Activity: From the listing below, extract every line containing "soil".

Given data:

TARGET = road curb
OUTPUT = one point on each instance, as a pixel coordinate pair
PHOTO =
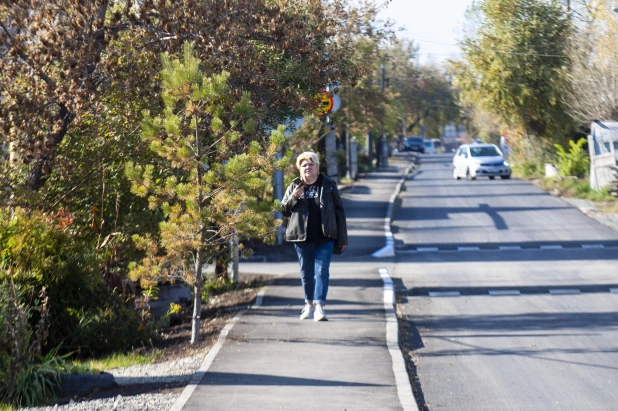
(402, 380)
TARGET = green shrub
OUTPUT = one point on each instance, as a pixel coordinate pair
(529, 168)
(27, 377)
(575, 162)
(42, 252)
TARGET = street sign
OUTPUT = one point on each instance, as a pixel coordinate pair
(322, 103)
(336, 103)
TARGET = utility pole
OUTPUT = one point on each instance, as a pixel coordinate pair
(569, 9)
(383, 154)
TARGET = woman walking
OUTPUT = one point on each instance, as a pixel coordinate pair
(317, 227)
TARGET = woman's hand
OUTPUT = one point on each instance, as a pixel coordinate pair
(298, 191)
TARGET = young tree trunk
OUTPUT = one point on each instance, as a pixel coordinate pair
(197, 301)
(223, 260)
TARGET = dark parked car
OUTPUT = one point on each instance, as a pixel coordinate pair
(413, 143)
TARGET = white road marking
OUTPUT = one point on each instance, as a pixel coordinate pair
(404, 389)
(509, 247)
(427, 249)
(562, 291)
(504, 292)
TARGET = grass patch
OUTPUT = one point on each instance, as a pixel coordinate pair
(118, 360)
(528, 169)
(576, 188)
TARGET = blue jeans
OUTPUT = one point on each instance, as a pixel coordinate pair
(314, 262)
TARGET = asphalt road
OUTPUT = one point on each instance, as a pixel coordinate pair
(512, 295)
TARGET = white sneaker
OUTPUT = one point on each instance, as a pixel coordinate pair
(319, 315)
(308, 311)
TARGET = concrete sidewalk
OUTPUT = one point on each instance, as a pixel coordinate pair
(267, 359)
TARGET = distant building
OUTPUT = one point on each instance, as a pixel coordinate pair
(453, 135)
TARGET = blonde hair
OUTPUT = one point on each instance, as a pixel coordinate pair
(310, 156)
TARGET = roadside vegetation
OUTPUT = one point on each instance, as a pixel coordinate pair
(542, 87)
(131, 158)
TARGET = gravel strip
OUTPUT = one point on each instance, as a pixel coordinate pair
(143, 402)
(179, 371)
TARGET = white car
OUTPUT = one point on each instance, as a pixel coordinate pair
(430, 148)
(475, 160)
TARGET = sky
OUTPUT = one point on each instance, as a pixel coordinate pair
(435, 25)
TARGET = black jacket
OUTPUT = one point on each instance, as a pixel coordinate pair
(332, 213)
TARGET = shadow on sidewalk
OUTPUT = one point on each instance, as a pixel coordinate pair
(223, 378)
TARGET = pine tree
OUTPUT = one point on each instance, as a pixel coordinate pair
(214, 167)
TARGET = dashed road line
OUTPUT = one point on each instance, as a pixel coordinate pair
(564, 291)
(444, 294)
(427, 249)
(551, 247)
(509, 247)
(544, 247)
(498, 293)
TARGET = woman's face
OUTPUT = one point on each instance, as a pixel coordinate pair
(308, 171)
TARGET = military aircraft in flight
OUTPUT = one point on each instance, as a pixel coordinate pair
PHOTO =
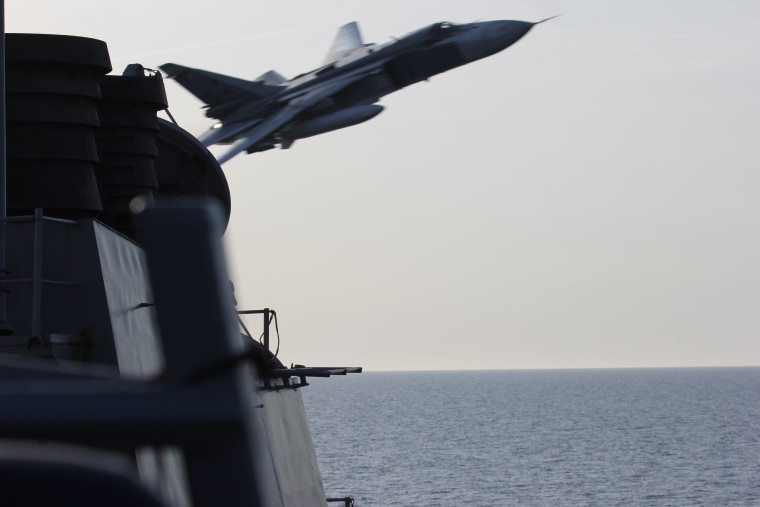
(272, 110)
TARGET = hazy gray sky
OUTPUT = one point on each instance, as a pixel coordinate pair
(586, 198)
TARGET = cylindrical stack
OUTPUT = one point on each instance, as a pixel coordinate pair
(127, 142)
(51, 94)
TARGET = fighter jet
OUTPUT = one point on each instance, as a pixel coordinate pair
(271, 110)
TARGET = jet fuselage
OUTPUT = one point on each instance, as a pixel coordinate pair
(258, 115)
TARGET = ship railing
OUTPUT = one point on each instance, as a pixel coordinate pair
(37, 279)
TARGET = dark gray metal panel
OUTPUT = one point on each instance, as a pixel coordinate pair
(293, 455)
(199, 328)
(127, 291)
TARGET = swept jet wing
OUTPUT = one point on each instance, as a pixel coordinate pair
(260, 114)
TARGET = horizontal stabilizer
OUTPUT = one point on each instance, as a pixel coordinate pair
(216, 89)
(272, 77)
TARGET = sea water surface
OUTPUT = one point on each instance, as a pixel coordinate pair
(673, 437)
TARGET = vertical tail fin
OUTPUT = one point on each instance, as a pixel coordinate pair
(347, 39)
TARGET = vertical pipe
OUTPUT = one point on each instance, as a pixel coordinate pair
(37, 274)
(5, 328)
(266, 329)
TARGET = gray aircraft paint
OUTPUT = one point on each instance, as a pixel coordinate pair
(269, 111)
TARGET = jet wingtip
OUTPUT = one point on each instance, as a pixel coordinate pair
(547, 19)
(171, 69)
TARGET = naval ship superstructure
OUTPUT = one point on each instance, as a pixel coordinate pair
(125, 378)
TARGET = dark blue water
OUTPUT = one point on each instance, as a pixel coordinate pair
(671, 437)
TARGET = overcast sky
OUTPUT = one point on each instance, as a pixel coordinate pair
(586, 198)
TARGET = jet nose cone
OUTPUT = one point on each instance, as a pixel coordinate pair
(509, 32)
(489, 37)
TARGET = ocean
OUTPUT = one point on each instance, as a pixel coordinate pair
(675, 437)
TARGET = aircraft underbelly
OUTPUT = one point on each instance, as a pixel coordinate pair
(419, 65)
(367, 90)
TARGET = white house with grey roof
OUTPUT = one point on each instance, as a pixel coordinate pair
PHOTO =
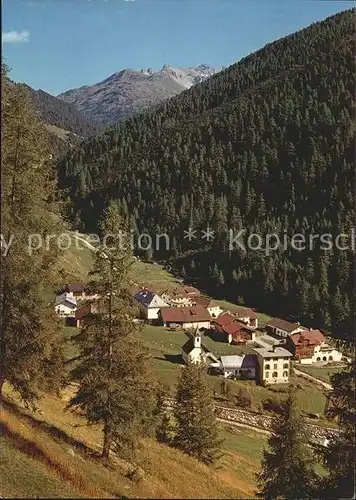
(273, 365)
(237, 366)
(194, 351)
(150, 304)
(65, 305)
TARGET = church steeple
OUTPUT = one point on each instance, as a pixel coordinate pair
(197, 339)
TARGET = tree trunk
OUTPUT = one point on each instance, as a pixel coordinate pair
(107, 441)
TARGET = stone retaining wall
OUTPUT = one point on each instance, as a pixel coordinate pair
(263, 421)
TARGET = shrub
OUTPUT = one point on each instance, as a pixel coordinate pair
(243, 398)
(272, 404)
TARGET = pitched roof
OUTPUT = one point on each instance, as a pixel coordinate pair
(205, 302)
(189, 346)
(65, 297)
(224, 319)
(236, 326)
(282, 324)
(185, 314)
(150, 298)
(310, 337)
(76, 287)
(84, 311)
(245, 361)
(182, 292)
(246, 312)
(277, 352)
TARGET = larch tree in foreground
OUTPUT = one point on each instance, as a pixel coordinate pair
(30, 351)
(196, 429)
(287, 470)
(340, 454)
(116, 386)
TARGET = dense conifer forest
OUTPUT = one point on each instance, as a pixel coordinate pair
(266, 145)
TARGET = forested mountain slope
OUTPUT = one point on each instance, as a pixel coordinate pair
(65, 124)
(266, 145)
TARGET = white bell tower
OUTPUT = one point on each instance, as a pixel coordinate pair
(197, 339)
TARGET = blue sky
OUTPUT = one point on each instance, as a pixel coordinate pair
(60, 44)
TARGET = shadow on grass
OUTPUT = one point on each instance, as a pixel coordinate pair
(172, 358)
(53, 431)
(215, 336)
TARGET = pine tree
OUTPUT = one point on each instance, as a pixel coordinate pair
(163, 422)
(197, 431)
(116, 386)
(339, 456)
(30, 349)
(286, 470)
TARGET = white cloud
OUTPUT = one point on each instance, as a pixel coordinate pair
(15, 37)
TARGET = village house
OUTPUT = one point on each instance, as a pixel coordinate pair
(214, 309)
(237, 366)
(194, 317)
(180, 297)
(232, 330)
(193, 351)
(82, 314)
(79, 291)
(150, 304)
(65, 305)
(309, 347)
(273, 365)
(283, 328)
(248, 316)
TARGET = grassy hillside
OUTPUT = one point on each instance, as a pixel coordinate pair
(60, 452)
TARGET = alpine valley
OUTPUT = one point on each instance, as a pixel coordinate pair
(264, 146)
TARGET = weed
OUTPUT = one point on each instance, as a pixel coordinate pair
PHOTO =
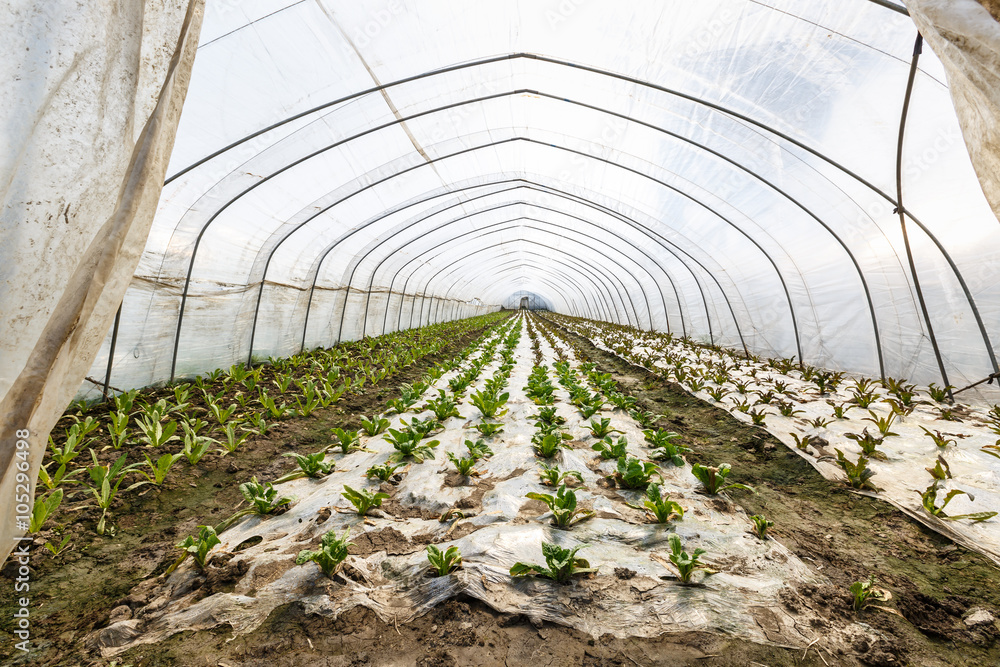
(364, 500)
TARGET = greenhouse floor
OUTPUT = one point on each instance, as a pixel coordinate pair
(112, 592)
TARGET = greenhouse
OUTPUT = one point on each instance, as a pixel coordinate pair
(565, 332)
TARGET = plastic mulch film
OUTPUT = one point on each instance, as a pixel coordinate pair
(389, 573)
(904, 459)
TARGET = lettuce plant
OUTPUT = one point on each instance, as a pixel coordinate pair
(377, 424)
(443, 562)
(760, 525)
(659, 505)
(382, 472)
(198, 547)
(332, 552)
(310, 465)
(714, 479)
(563, 506)
(44, 507)
(560, 564)
(489, 429)
(858, 474)
(632, 473)
(686, 564)
(464, 464)
(929, 501)
(609, 449)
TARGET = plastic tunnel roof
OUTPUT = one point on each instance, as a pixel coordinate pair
(723, 170)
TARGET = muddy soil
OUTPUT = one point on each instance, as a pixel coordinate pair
(846, 536)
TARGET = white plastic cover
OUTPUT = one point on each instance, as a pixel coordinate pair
(92, 93)
(724, 169)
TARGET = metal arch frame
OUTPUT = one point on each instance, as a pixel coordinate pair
(654, 235)
(512, 139)
(861, 275)
(471, 101)
(505, 225)
(694, 99)
(601, 299)
(587, 222)
(599, 272)
(502, 272)
(571, 229)
(540, 266)
(531, 185)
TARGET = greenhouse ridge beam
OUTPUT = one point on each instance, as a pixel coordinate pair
(736, 164)
(711, 335)
(405, 171)
(506, 225)
(583, 220)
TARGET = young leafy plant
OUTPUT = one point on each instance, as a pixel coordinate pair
(488, 429)
(44, 507)
(714, 479)
(563, 506)
(760, 525)
(664, 447)
(489, 404)
(310, 465)
(105, 483)
(929, 501)
(864, 593)
(858, 474)
(560, 564)
(868, 444)
(263, 498)
(601, 428)
(632, 473)
(659, 506)
(348, 441)
(409, 444)
(464, 465)
(686, 564)
(383, 472)
(548, 445)
(197, 547)
(377, 424)
(609, 449)
(332, 552)
(443, 562)
(364, 500)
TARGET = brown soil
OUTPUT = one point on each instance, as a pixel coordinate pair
(846, 536)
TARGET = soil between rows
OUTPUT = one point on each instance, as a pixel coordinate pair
(847, 535)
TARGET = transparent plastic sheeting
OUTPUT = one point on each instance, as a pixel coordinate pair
(910, 454)
(741, 600)
(92, 93)
(722, 169)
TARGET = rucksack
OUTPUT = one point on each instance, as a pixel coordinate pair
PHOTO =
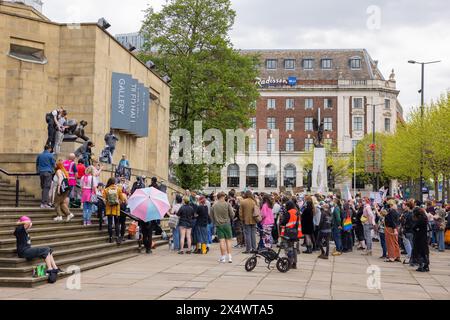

Solution to the problem:
TARGET = muddy soil
TARGET = brown soil
TARGET = soil between rows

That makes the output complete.